TO BE DONE >> In the data below, quote word for word every line from the one containing "Identify the green bowl" through the one containing "[99,63,206,173]", both included. Quote nothing else.

━━━━━ DATA ENTRIES ━━━━━

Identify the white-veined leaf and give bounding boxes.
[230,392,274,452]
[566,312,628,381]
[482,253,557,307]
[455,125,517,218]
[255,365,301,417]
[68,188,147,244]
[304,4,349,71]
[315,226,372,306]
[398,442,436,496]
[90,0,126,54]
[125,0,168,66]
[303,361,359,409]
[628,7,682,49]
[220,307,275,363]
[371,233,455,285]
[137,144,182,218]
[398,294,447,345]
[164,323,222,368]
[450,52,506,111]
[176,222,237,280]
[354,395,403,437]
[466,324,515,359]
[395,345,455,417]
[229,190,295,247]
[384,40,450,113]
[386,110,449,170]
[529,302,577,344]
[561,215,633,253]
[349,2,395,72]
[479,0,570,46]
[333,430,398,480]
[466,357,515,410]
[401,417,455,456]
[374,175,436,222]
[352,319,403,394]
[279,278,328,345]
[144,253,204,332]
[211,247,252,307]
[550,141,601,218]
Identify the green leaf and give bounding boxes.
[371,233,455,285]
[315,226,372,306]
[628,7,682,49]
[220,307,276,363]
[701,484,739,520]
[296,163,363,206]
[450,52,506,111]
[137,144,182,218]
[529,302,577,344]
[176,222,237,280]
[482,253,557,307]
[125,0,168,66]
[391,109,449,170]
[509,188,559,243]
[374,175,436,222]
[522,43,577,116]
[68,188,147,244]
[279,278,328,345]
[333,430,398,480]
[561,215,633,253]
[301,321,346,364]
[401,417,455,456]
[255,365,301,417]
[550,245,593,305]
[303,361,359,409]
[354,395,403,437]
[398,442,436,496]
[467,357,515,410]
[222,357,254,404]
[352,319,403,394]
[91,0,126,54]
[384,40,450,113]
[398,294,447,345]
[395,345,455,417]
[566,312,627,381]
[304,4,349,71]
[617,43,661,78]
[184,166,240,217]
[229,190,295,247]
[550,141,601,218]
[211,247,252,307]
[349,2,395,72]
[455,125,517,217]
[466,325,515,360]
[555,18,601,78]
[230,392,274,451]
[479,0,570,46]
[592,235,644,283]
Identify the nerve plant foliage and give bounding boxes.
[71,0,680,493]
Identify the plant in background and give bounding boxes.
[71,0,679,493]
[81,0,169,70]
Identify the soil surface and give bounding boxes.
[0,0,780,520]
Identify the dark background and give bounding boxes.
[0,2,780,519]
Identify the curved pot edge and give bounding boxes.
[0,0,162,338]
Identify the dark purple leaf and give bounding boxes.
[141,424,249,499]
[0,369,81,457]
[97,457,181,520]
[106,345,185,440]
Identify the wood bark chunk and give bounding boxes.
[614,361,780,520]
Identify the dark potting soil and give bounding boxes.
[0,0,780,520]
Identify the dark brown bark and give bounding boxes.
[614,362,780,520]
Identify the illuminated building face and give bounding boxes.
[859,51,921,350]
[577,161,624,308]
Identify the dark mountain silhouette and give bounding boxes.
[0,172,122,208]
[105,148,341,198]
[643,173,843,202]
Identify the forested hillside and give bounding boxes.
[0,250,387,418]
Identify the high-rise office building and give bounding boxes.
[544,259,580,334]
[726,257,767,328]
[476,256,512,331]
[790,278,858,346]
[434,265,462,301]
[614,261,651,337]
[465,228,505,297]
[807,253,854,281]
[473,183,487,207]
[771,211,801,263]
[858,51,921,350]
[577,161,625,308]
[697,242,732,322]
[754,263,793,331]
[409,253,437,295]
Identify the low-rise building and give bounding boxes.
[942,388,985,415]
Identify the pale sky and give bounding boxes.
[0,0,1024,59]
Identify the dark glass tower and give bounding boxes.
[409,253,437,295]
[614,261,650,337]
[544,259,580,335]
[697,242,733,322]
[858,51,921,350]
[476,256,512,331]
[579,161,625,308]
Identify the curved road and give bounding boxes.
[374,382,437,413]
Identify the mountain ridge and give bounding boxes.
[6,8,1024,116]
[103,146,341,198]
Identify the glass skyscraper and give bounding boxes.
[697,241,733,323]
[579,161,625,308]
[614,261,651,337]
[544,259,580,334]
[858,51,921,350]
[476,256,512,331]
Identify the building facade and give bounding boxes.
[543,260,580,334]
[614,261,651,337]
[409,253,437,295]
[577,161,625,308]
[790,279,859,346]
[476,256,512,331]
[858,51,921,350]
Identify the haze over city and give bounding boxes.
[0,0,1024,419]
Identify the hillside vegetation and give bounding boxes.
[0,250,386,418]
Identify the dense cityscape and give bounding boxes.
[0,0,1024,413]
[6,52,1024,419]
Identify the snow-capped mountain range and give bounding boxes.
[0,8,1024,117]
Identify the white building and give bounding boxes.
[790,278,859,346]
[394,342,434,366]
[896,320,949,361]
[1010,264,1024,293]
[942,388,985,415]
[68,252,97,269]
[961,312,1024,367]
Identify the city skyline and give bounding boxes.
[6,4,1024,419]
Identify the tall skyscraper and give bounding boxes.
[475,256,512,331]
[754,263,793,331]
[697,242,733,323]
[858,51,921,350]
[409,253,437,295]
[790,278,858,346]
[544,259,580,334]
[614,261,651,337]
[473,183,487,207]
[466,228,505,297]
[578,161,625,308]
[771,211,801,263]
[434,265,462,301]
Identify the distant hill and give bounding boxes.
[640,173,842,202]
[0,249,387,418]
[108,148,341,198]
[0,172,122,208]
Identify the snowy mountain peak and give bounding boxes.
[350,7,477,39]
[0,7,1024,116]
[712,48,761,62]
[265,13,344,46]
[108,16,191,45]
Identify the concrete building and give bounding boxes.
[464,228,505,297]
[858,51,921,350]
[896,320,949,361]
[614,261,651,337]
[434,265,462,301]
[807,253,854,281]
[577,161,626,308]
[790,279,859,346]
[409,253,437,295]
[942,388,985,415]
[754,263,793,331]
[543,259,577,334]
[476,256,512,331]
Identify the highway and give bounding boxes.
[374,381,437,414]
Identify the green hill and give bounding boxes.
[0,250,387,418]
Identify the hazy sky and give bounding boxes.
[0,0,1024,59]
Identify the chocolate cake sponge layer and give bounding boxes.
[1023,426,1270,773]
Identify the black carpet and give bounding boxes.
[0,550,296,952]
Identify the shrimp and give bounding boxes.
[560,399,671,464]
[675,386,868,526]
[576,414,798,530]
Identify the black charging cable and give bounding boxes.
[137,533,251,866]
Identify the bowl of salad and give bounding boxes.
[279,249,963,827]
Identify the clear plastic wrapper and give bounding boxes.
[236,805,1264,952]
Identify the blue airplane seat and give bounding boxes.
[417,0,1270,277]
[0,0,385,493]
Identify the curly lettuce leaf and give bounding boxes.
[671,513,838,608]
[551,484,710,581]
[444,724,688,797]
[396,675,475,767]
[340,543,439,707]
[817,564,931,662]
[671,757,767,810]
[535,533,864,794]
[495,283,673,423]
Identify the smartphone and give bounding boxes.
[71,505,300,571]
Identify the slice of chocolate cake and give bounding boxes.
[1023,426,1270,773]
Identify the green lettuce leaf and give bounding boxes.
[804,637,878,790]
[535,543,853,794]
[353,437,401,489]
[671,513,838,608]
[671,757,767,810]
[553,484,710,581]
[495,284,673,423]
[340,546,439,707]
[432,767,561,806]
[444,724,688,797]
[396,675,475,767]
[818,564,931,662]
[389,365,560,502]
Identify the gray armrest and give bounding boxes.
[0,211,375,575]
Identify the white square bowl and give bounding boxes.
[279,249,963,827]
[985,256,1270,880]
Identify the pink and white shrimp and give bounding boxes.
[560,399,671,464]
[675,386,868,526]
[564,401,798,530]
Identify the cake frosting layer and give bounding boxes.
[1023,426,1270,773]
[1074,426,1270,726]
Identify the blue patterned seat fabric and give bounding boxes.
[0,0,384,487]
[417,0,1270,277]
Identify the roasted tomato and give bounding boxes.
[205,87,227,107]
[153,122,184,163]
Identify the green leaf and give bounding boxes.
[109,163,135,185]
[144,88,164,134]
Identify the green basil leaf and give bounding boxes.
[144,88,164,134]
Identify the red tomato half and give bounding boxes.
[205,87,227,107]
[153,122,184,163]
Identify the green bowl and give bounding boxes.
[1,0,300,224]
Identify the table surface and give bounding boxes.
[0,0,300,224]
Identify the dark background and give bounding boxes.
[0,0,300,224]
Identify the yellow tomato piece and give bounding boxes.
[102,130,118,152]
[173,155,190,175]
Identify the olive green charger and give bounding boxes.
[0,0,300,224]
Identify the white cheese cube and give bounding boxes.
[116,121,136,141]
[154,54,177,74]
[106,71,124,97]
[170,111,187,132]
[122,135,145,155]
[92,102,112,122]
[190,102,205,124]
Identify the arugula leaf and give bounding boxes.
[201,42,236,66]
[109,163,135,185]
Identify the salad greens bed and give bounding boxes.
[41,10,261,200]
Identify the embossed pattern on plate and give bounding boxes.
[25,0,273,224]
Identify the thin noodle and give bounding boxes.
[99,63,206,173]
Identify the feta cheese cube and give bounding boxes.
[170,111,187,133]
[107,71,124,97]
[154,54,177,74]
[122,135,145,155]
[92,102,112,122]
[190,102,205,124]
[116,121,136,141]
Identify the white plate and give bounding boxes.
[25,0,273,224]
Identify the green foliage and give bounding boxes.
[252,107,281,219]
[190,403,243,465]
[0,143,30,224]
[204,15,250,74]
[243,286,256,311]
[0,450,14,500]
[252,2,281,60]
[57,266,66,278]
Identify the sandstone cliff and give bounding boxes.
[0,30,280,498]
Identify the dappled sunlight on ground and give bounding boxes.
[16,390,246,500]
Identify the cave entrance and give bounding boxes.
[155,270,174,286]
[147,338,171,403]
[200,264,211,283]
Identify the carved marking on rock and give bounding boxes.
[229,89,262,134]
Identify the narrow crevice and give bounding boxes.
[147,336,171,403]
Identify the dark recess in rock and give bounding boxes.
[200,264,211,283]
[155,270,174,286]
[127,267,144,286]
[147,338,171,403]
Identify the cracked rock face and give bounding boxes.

━━━━━

WRITTEN RESPONSE >>
Identify the green bowl and give bounding boxes.
[1,0,300,224]
Identify the table surface and give bounding boxes.
[0,0,300,224]
Identify the dark background and give bounding boxes.
[0,0,300,224]
Identify the yellow tomato piece and give bounding boxes.
[102,130,118,152]
[173,155,190,175]
Identify the olive green charger and give bounding boxes.
[0,0,300,224]
Identify the white cheese cube and give bounding boxes.
[116,121,136,141]
[154,54,177,74]
[106,71,124,97]
[170,111,187,132]
[122,135,145,155]
[92,102,112,122]
[190,102,205,124]
Identify the arugula leaf and give bounding boxes.
[201,42,236,66]
[109,163,135,185]
Identify the salad greens bed and give bounding boxes.
[41,10,261,200]
Identify the embossed pattern on plate and give bounding boxes.
[25,0,273,224]
Identify the thin noodle and give bounding boxes.
[99,63,206,173]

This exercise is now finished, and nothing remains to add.